**Instructions for the task**
Type out all the data below, word for word.

--------------------------------------------------

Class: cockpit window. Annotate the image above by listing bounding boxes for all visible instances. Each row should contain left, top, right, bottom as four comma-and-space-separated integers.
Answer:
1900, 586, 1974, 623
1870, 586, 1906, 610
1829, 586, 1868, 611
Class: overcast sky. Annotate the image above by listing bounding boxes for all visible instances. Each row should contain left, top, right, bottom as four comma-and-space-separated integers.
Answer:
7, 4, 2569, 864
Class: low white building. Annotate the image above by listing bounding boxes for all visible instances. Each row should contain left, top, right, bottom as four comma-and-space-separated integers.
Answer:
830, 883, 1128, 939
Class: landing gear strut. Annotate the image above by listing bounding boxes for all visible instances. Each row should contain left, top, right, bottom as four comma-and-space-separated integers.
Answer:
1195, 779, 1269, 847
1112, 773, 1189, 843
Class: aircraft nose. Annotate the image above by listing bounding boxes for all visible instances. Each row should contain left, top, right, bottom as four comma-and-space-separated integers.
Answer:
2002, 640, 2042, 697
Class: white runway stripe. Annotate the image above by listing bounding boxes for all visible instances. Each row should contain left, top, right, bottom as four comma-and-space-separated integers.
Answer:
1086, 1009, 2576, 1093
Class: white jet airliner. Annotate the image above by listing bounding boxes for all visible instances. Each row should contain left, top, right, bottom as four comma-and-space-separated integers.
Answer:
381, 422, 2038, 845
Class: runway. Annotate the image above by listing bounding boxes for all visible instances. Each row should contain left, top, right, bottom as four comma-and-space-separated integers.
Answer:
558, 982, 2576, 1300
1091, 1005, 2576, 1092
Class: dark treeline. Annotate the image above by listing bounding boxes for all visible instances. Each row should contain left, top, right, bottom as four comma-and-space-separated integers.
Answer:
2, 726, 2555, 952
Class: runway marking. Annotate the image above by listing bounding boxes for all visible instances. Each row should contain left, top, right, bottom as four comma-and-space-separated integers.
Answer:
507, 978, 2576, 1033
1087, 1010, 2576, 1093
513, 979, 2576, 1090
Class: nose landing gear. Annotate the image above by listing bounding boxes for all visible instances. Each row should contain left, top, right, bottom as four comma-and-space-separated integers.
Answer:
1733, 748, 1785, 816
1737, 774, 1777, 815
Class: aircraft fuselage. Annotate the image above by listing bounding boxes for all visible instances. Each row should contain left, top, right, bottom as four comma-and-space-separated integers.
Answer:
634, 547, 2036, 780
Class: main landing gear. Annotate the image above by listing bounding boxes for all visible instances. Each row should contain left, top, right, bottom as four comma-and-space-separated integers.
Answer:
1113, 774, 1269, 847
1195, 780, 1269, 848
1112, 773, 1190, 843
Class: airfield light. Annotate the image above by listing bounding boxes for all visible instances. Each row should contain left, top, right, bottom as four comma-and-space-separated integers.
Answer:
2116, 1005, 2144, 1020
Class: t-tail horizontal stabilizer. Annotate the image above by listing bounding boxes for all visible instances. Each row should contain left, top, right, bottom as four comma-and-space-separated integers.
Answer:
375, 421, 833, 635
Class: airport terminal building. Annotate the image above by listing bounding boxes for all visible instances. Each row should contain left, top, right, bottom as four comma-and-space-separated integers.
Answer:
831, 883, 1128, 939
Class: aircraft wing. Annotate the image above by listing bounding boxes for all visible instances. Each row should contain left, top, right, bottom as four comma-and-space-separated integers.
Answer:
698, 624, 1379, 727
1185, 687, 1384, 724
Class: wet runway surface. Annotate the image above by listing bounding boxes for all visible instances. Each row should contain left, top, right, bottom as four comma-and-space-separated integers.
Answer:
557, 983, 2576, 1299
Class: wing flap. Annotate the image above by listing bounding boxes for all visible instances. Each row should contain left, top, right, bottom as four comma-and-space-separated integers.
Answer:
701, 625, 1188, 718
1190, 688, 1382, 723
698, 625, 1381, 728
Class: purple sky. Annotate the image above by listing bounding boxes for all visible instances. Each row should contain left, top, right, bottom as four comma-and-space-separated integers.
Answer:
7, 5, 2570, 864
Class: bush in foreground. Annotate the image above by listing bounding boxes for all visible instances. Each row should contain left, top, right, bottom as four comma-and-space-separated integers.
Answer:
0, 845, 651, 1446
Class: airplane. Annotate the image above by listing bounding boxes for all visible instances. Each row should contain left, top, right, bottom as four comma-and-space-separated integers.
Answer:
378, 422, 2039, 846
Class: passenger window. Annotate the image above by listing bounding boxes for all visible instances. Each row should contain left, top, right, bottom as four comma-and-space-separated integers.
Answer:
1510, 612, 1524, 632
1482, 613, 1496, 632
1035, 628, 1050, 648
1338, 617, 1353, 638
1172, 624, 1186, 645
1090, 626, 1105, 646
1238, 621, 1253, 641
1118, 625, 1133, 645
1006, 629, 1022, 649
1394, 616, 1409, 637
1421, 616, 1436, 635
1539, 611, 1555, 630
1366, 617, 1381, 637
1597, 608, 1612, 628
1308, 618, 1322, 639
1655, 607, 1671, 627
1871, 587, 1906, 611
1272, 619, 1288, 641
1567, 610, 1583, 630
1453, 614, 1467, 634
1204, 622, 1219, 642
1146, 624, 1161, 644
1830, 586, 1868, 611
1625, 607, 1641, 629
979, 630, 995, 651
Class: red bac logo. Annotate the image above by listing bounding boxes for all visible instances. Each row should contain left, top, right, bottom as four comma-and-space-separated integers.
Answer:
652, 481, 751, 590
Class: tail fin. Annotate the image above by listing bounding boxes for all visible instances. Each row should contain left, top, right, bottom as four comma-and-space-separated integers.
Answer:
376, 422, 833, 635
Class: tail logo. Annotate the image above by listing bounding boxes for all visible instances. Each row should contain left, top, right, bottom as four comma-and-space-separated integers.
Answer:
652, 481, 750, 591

--------------------------------------------------

**Response to this task**
Class: cockpit window. Annotate the image above by listing bounding boxes for all visible instances. Each row should contain left, top, right, bottom as four comma-and-space-separated integers.
Answer:
1900, 586, 1974, 623
1870, 586, 1906, 610
1829, 586, 1868, 611
Class: overcast sky. Annotate the image above by listing bounding boxes for all visible instances. Each row should contain left, top, right, bottom as four comma-and-space-separated integers.
Answer:
7, 4, 2569, 864
Class: low white building. Annotate the image above by listing bounding boxes for all visible instances. Each row should contain left, top, right, bottom as four comma-and-space-separated integers.
Answer:
830, 883, 1128, 939
Class: landing gear strut. Annotate the image above by listing bounding boxes for all visible instances. Each row should contain left, top, right, bottom as four comma-and-space-separated integers.
Answer:
1195, 779, 1269, 847
1112, 773, 1189, 843
Class: aircraft nose. Annotate the image above by listing bounding boxes for all visible instances. Each row should contain left, top, right, bottom as four comma-and-space-separated integers.
Answer:
2002, 640, 2042, 697
Class: white runway stripe. Annotate the image above by listing bounding boxes for all visible instances. Each row should contain left, top, right, bottom as four comma-and-space-separated integers.
Answer:
1086, 1009, 2576, 1093
Class: white jet airliner. Annotate the image above by listing bounding boxes for all visible instances. Each row should contain left, top, right, bottom as four comma-and-space-separated integers.
Answer:
381, 422, 2038, 845
Class: runway. Annotate the image above by listing bounding boxes for all visible instances. Each row should contain left, top, right, bottom as four comma-and-space-separated integers.
Answer:
558, 982, 2576, 1300
1091, 1005, 2576, 1092
Class: dark treeline. Annotate the image above by listing bounding boxes for all visible instances. Each row should contain left, top, right, bottom as four comma-and-space-separated integers.
Answer:
2, 726, 2555, 952
Class: runway marking. Annotate the image above by listing bounding boxes for all visible instances. Each row should contain left, top, right, bottom as four comma-and-space-separated integers.
Answer:
507, 978, 2576, 1033
1087, 1010, 2576, 1093
513, 979, 2576, 1090
Class: nose landing gear. Annotate the image above by listing bounding boxes for all visible instances. Each row should contain left, top, right, bottom as four comma-and-space-separated integers.
Answer:
1733, 748, 1785, 816
1737, 774, 1777, 815
Class: aircraft fuselage. Annotate the image above by listing bounding boxes for all visible instances. Each row should contain left, top, right, bottom as four comma-and-space-separated integers.
Answer:
634, 547, 2036, 780
Class: main landing gear. Annotate the image above by listing bounding boxes for all visible instances. Each row should contain left, top, right, bottom as four comma-and-space-separated integers.
Answer:
1113, 774, 1269, 847
1195, 780, 1269, 848
1112, 773, 1190, 843
Class: airfield light. Annotate the image above by listing bounding boxes for all visible instances. Each row should contain left, top, right, bottom as four comma-and-space-separated integers.
Answer:
2116, 1005, 2144, 1020
Class: t-tail horizontal stabilizer. Annotate the image above by listing bounding boxes for all visible instances. Each row should contain left, top, right, bottom as four comma-and-space-separated integers.
Answer:
375, 421, 833, 635
Class: airport terminal building. Annotate the image above by listing bounding boxes for all visible instances. Each row should contain left, top, right, bottom as four comma-and-space-separated integers.
Answer:
831, 883, 1128, 939
Class: aircraft wing. Annotate the image above by listing bounding boxes for all visible instances. Each row should contain left, top, right, bottom as four comma-and-space-separated integers.
Answer:
698, 624, 1379, 727
1185, 687, 1384, 724
Class: wet runway surface. Annotate the image above by listing bounding boxes for all visible instances. Each row should contain left, top, right, bottom as four comma-and-space-separated integers.
Answer:
557, 983, 2576, 1299
Class: wing flap. Annotate the image above by listing bounding boxes for all visible instances. Each row should contain left, top, right, bottom as four comma-and-space-separated integers.
Answer:
701, 625, 1188, 718
1190, 688, 1382, 723
698, 625, 1381, 728
Class: purple sky. Annotate the image above by listing bounding boxes for all visible instances. Each row should contain left, top, right, bottom as four comma-and-space-separated integers.
Answer:
7, 5, 2570, 864
Class: bush in foreground. Annotate the image above by listing bounding boxes for all visible instances. Each row should contain left, top, right, bottom as four comma-and-space-separated integers.
Answer:
0, 845, 651, 1446
Class: airplane. Annotate the image above by listing bounding boxes for all visible instances. Each row should contain left, top, right, bottom as four comma-and-space-separated integers.
Answer:
378, 422, 2039, 846
Class: passenger window. Annotate the image above by listing bounding boxes for all visible instances. Each row should contain left, top, right, bottom as four comma-and-space-separated integers.
Answer:
1510, 612, 1524, 632
1482, 613, 1496, 632
1035, 628, 1050, 648
1338, 617, 1353, 638
1172, 624, 1186, 645
1090, 626, 1105, 646
1238, 621, 1253, 641
1118, 625, 1133, 645
1006, 629, 1022, 649
1394, 616, 1409, 637
1421, 616, 1436, 635
1539, 611, 1555, 630
1366, 617, 1381, 637
1597, 608, 1612, 628
1308, 618, 1322, 639
1655, 607, 1671, 627
1871, 587, 1906, 611
1272, 619, 1288, 641
1567, 610, 1583, 630
1453, 614, 1467, 634
1204, 622, 1219, 642
1146, 624, 1161, 644
1830, 586, 1868, 611
1625, 607, 1641, 629
979, 630, 995, 651
Class: red bac logo. Annotate the image above by listing bounding boxes for all visible instances. Each row should contain left, top, right, bottom as four comma-and-space-separated integers.
Answer:
652, 481, 751, 590
Class: tail fin. Annotate the image above by listing bounding boxes for all visible instances. Each row should contain left, top, right, bottom as four comma-and-space-separated integers.
Answer:
376, 422, 833, 635
Class: tail logo. Annotate the image above by listing bounding boxes for all visible instances. Each row should contain left, top, right, bottom as four comma-and-space-separated integers.
Answer:
652, 481, 750, 591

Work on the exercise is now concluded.